● EXTRACTED RECORDS

※

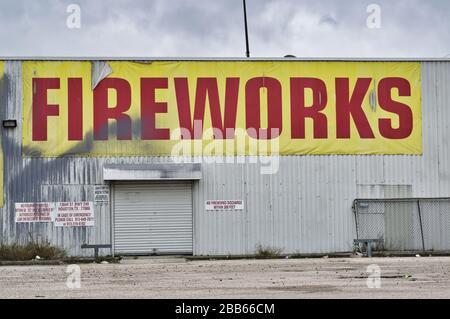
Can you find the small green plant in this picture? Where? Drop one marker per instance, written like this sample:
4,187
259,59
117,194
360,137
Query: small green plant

※

● YOUR TASK
Skipping the pictures, transcribe each line above exactly as it appears.

● RESULT BELOW
Can you find the small green plant in this picture? Where? Drop one marker per instance, written like this sample:
4,187
259,59
117,194
360,137
Query: small green plant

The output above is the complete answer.